• **EXCERPTED PASSAGE**:
# # # # # # #

In late November 1950, Keirn, then 25, of Pennsylvania, was a light-machine gun section leader for Company F, 2nd Battalion, 7th Marine Regiment, 1st Marine Division.
He was reported to have been killed on Nov. 30, 1950, while defending a hill overlooking the Toktong Pass, a main supply route between the villages of Hagaru-ri and Yudam-ni in North Korea.
The agency would not confirm that Keirn's remains were among those returned by North Korea before recovery efforts were suspended in 2005 until his family could be fully briefed.
According to the agency more than 7,800 Americans have not been accounted for from the 1950-53 Korean War -- about 5,300 of them in North Korea.
In his Memorial Day address, Trump called on the nation to "remember the American servicemen and women who remains missing from wars and conflicts fought over the past century. We will never stop searching for them, and whenever possible, we will bring them home."
South Korean officials have also pressed Trump to bring up the issue of the American missing and the estimated 120,000 South Korean military and police unaccounted for in the war.
On June 6, South Korea's Memorial Day, President Moon Jae-in, who has met with North Korean leader Kim Jong-un in the lead-up to the summit in Singapore, said that recovering the remains is a top priority.
"We will continue efforts to recover the remains of members of the military and police who fell during the Korean War until we find the last remaining person," he said during a Memorial Day ceremony at Daejeon National Cemetery.
"When the South-North relations improve, we will push first for the recovery of remains in the Demilitarized Zone," the 154-mile-long, 2.5-mile-wide area separating the two Koreas.
"We will also be able to retrieve the remains of U.S. and other foreign soldiers who participated in the war," he said. Under the United Nations flag, 16 other countries fought on the side of the U.S. and South Korea during the war.
Moon and Trump discussed the summit's agenda by phone Monday, South Korea's Yonhap news agency reported.
"President Moon and President Trump agreed Trump and Kim will be able to make a great achievement if the two leaders come together to find a common denominator through frank discussions," a Moon spokesman said.
The first meeting between Trump and Kim is scheduled for 9 a.m. Tuesday local time in Singapore (9 p.m. Monday EDT).
Recovery efforts have been stalled for more than a decade amid the standoff over North Korean threats and its nuclear and ballistic missile programs.
From 1990 to 1994, North Korea returned 208 boxes of remains, although the Defense Department said many of the boxes appeared to contain mixed remains and estimated that as many as 400 individuals could be represented in the total of 208 boxes, the POW/MIA Accounting Agency said.

# # # # # # #

• **PROMPT**:
Answer these questions from the passage on Korean War remains:
(a) Which company, battalion, regiment and division did Keirn's light-machine gun section belong to?
(b) What length and width does the passage give for the Demilitarized Zone?
(c) How many boxes of remains did North Korea return from 1990 to 1994?

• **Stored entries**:
# # # # # # #

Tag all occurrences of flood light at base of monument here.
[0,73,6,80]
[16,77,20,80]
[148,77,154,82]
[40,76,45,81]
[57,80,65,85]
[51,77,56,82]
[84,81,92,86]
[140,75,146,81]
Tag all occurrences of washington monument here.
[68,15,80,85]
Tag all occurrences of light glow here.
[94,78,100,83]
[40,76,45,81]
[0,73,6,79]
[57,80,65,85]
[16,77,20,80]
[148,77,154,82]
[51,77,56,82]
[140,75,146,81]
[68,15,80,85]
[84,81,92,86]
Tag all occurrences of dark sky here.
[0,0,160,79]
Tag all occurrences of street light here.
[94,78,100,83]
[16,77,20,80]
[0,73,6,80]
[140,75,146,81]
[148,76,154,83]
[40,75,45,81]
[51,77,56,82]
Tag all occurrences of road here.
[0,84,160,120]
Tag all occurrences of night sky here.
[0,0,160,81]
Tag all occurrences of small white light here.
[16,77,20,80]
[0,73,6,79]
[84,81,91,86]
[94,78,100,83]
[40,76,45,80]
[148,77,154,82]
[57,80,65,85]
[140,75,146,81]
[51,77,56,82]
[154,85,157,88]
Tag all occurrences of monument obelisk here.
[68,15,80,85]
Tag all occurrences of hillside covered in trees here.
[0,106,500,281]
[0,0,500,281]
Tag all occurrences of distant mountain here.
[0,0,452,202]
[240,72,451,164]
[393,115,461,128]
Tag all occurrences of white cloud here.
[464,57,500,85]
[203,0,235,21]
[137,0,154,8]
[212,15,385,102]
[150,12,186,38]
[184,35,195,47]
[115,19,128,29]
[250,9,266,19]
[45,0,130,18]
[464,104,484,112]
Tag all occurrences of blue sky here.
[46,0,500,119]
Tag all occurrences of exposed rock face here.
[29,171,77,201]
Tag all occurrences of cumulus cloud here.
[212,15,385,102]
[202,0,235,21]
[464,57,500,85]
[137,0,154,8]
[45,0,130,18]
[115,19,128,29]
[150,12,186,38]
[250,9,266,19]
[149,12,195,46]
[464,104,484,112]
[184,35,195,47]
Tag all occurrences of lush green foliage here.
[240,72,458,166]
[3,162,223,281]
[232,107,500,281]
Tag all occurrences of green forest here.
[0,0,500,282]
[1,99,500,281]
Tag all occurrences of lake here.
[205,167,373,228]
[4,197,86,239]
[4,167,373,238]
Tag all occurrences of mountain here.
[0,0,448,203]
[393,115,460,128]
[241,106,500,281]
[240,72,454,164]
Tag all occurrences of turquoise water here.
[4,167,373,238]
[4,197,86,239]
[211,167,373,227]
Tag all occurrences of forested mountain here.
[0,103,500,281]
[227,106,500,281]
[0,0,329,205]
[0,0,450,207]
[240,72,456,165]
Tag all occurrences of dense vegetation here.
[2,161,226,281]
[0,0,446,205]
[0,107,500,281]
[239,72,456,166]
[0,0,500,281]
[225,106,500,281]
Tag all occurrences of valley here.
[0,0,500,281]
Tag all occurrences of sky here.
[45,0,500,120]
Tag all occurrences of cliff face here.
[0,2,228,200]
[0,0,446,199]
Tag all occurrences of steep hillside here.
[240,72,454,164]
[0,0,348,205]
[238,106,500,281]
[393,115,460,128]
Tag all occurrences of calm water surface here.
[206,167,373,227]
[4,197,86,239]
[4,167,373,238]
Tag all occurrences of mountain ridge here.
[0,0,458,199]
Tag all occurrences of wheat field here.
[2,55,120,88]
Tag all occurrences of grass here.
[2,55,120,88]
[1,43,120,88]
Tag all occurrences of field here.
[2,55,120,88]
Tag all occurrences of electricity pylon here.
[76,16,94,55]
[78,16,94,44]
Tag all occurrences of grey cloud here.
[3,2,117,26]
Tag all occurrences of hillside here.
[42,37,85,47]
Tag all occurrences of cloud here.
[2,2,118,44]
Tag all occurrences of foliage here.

# # # # # # #

• **SOLUTION TO THIS EXERCISE**:
(a) Company F, 2nd Battalion, 7th Marine Regiment, 1st Marine Division.
(b) It is 154 miles long and 2.5 miles wide.
(c) 208 boxes.